> EXERCISE
Check each line of the material below, and copy it if it holds the string "cloud".

> SOURCE RECORDS
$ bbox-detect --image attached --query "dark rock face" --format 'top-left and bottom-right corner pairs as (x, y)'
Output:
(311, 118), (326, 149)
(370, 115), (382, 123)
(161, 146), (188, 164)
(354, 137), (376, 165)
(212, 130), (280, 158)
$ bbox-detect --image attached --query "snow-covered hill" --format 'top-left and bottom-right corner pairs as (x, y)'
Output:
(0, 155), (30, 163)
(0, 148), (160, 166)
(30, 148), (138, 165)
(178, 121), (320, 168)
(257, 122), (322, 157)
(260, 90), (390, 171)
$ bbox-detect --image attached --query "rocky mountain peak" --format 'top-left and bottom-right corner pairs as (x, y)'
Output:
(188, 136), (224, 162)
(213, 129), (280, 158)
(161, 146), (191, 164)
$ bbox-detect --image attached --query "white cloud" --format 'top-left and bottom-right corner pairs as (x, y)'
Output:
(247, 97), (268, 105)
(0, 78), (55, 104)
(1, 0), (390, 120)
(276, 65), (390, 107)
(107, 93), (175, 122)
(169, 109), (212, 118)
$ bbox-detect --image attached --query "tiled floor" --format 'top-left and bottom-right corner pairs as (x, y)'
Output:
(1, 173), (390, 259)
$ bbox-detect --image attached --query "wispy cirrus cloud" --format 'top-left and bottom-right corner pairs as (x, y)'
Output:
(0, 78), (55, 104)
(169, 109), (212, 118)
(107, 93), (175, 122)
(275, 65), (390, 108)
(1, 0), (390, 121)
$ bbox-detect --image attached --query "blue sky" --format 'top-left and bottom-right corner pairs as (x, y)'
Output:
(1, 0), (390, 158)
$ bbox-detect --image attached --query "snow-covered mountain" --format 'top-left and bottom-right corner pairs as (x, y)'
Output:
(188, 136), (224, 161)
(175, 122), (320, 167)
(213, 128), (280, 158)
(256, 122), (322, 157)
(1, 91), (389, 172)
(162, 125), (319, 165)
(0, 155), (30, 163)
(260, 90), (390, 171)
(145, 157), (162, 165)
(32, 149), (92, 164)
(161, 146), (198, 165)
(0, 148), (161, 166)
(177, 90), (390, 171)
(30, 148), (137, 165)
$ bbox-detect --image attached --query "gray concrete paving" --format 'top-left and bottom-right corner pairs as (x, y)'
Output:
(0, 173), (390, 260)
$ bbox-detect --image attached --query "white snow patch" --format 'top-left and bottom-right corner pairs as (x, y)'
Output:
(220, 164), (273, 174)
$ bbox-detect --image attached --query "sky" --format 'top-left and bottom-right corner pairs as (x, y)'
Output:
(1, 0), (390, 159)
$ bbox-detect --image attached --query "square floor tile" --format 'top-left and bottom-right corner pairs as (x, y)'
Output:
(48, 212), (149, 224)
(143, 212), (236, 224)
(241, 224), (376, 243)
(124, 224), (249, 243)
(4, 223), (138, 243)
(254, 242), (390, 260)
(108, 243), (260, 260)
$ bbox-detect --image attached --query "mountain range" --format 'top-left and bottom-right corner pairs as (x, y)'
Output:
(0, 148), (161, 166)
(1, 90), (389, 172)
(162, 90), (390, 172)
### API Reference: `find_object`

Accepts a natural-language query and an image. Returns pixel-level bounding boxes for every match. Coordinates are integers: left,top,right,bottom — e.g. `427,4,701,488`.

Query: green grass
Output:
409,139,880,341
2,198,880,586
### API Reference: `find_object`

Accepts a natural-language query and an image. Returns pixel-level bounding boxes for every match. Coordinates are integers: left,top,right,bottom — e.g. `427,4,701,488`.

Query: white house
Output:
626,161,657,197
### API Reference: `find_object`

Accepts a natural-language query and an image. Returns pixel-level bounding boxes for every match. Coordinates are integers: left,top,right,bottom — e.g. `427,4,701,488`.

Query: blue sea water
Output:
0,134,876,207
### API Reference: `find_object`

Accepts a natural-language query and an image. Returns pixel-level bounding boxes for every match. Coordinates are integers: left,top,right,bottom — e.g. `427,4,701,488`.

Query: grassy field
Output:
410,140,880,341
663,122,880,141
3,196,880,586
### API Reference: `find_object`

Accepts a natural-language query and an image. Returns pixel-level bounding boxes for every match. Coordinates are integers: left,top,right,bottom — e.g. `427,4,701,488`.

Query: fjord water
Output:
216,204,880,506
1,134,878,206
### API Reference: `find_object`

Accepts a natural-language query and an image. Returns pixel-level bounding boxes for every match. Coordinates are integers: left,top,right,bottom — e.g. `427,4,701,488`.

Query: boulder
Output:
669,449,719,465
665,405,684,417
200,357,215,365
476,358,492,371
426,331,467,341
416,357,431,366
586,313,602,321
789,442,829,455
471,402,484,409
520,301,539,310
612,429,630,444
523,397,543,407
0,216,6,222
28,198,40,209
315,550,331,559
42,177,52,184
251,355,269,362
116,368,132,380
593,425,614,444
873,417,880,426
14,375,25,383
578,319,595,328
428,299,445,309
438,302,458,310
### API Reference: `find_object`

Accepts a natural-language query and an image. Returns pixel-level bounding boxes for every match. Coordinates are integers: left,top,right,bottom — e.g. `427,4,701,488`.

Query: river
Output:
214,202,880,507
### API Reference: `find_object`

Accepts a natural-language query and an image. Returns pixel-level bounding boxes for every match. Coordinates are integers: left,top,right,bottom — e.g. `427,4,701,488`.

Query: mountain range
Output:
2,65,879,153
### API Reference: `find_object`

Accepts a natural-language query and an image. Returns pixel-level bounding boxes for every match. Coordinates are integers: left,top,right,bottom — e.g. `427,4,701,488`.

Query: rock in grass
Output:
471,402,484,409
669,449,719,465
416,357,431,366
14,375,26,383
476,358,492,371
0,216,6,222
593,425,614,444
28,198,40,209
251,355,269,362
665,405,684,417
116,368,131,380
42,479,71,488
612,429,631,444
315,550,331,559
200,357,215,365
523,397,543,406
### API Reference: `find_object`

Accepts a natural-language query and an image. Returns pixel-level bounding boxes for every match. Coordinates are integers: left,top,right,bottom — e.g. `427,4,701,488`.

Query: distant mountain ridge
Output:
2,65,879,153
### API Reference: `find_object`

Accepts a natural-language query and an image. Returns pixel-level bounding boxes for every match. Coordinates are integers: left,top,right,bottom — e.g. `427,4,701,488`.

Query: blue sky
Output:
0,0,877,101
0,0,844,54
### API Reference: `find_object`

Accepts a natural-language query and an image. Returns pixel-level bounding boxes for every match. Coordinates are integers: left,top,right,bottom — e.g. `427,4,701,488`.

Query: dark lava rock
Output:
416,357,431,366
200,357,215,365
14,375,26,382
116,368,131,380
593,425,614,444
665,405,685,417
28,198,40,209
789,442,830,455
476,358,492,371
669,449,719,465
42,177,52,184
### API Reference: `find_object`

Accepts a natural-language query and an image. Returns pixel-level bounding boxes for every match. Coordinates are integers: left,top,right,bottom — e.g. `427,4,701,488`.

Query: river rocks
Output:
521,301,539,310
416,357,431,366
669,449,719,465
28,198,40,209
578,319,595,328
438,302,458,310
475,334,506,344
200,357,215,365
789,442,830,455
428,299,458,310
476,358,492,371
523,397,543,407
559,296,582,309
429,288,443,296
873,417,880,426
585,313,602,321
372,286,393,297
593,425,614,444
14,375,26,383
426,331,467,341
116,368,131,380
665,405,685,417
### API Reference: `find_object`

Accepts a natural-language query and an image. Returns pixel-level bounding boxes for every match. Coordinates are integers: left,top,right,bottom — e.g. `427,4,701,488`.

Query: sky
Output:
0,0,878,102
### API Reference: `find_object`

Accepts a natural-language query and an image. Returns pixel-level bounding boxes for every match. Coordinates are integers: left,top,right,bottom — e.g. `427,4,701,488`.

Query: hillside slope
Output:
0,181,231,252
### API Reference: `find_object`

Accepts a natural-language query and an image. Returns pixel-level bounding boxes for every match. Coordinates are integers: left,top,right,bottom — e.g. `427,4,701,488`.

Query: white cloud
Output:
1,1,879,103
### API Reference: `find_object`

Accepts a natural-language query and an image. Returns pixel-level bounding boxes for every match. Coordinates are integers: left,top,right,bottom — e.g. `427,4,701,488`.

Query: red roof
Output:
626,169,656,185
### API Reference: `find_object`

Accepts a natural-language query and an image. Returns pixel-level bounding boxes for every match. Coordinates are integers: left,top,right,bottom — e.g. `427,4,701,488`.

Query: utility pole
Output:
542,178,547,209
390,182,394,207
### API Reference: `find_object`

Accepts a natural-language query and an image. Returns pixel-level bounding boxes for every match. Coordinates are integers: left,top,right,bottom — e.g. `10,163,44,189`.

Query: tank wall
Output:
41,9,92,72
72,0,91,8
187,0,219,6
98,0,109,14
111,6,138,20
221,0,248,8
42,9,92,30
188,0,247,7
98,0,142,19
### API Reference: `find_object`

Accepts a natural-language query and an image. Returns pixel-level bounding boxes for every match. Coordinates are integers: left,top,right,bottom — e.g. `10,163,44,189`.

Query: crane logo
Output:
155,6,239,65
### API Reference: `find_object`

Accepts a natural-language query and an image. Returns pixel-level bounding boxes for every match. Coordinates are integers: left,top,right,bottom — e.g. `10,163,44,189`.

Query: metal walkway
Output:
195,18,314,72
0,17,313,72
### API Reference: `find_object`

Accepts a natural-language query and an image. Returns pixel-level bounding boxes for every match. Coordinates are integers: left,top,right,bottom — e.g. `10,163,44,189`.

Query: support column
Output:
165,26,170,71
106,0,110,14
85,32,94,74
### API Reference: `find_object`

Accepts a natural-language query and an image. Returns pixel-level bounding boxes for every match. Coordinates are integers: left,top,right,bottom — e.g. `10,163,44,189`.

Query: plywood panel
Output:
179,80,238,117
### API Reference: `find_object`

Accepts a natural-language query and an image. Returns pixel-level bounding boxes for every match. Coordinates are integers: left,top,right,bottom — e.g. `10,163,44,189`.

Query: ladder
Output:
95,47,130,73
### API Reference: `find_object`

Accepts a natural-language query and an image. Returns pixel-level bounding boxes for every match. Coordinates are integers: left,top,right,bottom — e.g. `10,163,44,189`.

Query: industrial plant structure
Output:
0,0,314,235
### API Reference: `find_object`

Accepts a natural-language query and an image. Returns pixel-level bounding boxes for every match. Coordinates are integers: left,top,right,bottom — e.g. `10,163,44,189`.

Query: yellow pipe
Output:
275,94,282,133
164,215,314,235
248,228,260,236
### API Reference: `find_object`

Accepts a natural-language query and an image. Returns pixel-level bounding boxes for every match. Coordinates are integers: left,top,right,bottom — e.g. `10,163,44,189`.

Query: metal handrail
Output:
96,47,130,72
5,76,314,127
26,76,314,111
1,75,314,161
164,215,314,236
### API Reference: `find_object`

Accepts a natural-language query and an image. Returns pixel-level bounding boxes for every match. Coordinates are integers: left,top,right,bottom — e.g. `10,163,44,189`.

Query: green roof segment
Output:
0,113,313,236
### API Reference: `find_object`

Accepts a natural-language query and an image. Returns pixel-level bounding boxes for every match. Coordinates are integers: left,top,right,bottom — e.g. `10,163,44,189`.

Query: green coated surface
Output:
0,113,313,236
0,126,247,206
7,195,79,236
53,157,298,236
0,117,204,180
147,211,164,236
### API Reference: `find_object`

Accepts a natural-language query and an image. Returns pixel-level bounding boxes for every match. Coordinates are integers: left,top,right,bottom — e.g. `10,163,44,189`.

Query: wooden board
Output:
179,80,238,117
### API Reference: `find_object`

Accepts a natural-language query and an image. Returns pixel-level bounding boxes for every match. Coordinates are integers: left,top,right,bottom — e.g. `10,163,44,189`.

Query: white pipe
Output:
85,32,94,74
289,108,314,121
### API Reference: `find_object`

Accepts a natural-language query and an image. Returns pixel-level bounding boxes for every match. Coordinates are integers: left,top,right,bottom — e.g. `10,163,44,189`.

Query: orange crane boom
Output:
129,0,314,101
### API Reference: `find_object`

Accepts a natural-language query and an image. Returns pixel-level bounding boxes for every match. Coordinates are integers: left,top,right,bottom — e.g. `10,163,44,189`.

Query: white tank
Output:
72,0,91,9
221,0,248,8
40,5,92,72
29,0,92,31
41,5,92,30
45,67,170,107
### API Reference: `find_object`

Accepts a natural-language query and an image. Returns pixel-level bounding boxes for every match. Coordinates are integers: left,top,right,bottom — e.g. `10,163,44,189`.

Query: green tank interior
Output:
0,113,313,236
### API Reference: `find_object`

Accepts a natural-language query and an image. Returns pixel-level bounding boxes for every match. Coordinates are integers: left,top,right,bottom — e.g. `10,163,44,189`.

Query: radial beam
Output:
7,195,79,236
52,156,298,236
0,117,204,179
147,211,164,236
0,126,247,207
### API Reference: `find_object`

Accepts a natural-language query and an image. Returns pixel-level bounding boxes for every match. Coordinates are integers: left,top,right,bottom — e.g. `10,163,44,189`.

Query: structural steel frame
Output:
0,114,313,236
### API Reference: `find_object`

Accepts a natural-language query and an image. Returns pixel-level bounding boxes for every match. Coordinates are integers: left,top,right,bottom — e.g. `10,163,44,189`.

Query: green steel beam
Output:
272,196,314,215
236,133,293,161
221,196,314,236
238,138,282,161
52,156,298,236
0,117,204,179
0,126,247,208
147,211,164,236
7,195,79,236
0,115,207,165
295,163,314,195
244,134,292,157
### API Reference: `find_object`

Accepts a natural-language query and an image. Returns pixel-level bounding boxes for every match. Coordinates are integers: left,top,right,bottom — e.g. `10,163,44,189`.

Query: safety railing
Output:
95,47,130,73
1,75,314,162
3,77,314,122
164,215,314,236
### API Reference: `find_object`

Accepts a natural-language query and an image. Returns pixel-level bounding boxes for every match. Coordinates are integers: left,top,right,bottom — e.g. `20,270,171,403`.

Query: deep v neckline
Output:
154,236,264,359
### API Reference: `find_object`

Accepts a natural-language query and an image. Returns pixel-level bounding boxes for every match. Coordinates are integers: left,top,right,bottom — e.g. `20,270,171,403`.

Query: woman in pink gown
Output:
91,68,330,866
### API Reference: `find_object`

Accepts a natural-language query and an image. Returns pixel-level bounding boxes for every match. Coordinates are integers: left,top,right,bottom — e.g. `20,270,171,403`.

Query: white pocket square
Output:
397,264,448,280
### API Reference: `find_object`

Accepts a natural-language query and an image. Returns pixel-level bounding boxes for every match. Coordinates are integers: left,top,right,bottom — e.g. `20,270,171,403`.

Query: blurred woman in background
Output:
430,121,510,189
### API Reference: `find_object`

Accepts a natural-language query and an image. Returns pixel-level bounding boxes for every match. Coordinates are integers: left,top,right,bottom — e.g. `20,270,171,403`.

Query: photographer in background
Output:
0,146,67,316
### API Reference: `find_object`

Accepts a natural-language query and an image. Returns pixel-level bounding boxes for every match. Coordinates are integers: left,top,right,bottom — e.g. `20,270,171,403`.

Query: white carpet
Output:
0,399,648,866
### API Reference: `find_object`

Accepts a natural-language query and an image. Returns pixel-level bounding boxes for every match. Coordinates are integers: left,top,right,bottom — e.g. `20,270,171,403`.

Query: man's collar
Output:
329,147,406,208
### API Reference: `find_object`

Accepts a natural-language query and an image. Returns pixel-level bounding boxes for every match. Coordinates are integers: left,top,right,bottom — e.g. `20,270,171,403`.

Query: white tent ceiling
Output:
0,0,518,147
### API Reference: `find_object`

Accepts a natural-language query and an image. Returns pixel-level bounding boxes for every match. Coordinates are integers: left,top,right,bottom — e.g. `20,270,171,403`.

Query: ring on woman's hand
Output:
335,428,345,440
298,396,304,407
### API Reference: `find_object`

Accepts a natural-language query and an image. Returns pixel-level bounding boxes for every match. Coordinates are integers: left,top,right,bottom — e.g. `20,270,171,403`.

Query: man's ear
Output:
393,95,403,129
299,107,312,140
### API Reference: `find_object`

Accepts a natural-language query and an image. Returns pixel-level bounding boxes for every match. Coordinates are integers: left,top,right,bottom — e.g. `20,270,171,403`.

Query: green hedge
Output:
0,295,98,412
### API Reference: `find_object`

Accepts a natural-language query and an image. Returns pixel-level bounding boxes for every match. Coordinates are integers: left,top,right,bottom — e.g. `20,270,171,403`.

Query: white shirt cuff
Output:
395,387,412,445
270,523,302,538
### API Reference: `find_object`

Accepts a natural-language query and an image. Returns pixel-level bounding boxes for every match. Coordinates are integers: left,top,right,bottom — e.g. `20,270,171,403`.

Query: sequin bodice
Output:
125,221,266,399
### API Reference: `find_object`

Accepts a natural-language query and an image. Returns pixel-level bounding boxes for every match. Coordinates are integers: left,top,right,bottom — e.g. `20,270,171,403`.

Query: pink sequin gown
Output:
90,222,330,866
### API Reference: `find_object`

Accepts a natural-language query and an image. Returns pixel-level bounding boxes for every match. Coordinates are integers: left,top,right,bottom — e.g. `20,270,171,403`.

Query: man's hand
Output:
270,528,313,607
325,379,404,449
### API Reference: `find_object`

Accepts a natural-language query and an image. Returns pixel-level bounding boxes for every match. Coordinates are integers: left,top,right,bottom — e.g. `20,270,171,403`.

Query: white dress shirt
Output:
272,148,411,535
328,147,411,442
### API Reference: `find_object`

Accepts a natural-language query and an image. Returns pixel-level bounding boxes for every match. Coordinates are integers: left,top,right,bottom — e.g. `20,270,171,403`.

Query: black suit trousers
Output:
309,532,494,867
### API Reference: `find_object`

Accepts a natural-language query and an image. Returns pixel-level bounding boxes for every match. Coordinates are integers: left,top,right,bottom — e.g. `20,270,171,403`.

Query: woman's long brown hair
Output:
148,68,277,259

> RESPONSE AREA
$ bbox-detect --image attached --query "white cloud" --format 'top-left and bottom-right corner pairs as (x, y)'
$ bbox-detect --image attached --query "wispy cirrus cloud" --format 'top-left and bottom-right corner pairs as (x, y)'
Query: white cloud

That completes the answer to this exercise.